▸ WHAT THIS TASK INVOLVES
Report the number of lines holding "Annotation" in the material below, and nothing more.

▸ LISTED RECORDS
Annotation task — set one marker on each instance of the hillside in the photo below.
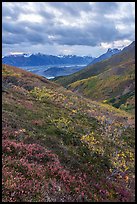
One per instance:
(111, 81)
(58, 146)
(39, 59)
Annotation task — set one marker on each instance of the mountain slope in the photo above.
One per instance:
(58, 146)
(111, 81)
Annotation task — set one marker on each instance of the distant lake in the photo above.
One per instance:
(41, 70)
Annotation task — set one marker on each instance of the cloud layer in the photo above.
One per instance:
(50, 26)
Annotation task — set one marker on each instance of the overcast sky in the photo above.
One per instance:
(81, 28)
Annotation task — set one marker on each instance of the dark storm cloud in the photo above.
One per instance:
(65, 23)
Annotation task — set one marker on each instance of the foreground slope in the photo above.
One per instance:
(112, 80)
(58, 146)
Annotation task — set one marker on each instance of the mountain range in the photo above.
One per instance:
(111, 80)
(43, 59)
(57, 65)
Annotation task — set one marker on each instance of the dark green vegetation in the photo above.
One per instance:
(111, 81)
(58, 146)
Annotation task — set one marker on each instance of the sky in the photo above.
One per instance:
(66, 28)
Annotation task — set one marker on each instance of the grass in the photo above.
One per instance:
(58, 146)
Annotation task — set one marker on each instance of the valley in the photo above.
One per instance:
(56, 144)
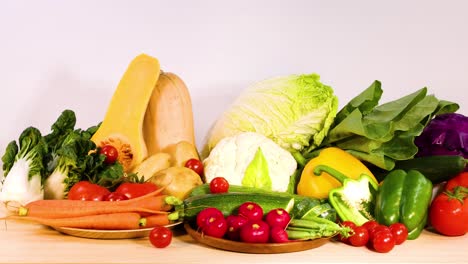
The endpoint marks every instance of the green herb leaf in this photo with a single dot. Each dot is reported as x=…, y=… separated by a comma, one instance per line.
x=257, y=174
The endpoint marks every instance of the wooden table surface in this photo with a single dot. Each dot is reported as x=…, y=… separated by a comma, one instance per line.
x=22, y=242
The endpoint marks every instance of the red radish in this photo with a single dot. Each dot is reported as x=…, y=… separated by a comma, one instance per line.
x=256, y=231
x=278, y=235
x=278, y=217
x=207, y=213
x=235, y=222
x=251, y=211
x=215, y=226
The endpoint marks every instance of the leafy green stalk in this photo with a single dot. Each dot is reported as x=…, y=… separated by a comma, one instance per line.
x=24, y=168
x=382, y=134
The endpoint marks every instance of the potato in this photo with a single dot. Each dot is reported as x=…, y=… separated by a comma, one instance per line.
x=181, y=152
x=177, y=181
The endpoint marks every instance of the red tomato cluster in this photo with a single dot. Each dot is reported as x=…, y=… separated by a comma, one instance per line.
x=448, y=213
x=86, y=191
x=250, y=225
x=378, y=237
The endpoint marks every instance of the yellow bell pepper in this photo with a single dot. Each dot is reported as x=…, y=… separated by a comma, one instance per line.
x=319, y=186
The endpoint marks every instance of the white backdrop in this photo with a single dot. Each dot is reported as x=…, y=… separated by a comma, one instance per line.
x=56, y=55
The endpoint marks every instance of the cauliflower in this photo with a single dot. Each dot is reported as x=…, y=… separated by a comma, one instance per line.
x=251, y=159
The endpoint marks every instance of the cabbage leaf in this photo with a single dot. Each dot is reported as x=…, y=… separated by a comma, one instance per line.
x=294, y=111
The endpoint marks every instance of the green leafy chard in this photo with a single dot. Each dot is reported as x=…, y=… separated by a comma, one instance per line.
x=382, y=134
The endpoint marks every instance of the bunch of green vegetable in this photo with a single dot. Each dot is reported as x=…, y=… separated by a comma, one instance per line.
x=48, y=166
x=382, y=134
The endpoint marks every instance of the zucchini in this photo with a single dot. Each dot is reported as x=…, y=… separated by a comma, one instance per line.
x=302, y=204
x=228, y=203
x=435, y=168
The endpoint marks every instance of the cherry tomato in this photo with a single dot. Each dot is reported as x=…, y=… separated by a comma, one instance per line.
x=111, y=154
x=448, y=213
x=370, y=225
x=459, y=180
x=196, y=165
x=399, y=232
x=84, y=190
x=160, y=237
x=349, y=224
x=383, y=241
x=219, y=185
x=378, y=228
x=113, y=196
x=360, y=236
x=133, y=190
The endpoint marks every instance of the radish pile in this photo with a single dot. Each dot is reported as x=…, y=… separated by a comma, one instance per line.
x=250, y=224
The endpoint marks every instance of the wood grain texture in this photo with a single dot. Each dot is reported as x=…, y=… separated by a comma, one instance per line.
x=22, y=242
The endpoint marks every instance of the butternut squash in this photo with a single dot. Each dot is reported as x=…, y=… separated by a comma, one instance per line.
x=169, y=117
x=153, y=164
x=122, y=126
x=181, y=152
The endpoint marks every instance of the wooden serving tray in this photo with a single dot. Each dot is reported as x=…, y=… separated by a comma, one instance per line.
x=255, y=248
x=108, y=234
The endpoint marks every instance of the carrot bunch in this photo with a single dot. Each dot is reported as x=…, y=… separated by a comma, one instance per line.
x=150, y=210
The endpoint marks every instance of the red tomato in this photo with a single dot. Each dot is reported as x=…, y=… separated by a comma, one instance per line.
x=378, y=228
x=370, y=225
x=399, y=232
x=459, y=180
x=349, y=224
x=360, y=236
x=448, y=214
x=111, y=154
x=113, y=196
x=196, y=165
x=383, y=241
x=133, y=190
x=84, y=190
x=219, y=185
x=160, y=237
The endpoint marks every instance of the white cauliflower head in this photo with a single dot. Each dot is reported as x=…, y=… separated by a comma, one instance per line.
x=232, y=155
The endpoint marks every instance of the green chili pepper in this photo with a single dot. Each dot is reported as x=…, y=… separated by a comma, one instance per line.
x=355, y=200
x=404, y=197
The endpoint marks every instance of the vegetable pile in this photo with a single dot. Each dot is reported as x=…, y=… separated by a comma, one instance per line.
x=281, y=164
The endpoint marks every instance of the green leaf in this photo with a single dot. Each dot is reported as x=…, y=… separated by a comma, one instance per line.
x=9, y=156
x=382, y=134
x=257, y=174
x=64, y=124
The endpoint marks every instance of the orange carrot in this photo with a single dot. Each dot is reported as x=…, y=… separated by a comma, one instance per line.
x=117, y=221
x=74, y=208
x=155, y=220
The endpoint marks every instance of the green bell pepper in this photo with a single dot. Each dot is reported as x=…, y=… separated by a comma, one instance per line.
x=355, y=199
x=404, y=197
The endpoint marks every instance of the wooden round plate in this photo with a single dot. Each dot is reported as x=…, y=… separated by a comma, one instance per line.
x=256, y=248
x=108, y=234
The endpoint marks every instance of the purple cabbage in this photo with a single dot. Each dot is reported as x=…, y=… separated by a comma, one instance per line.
x=446, y=134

▸ YOUR SOLUTION
12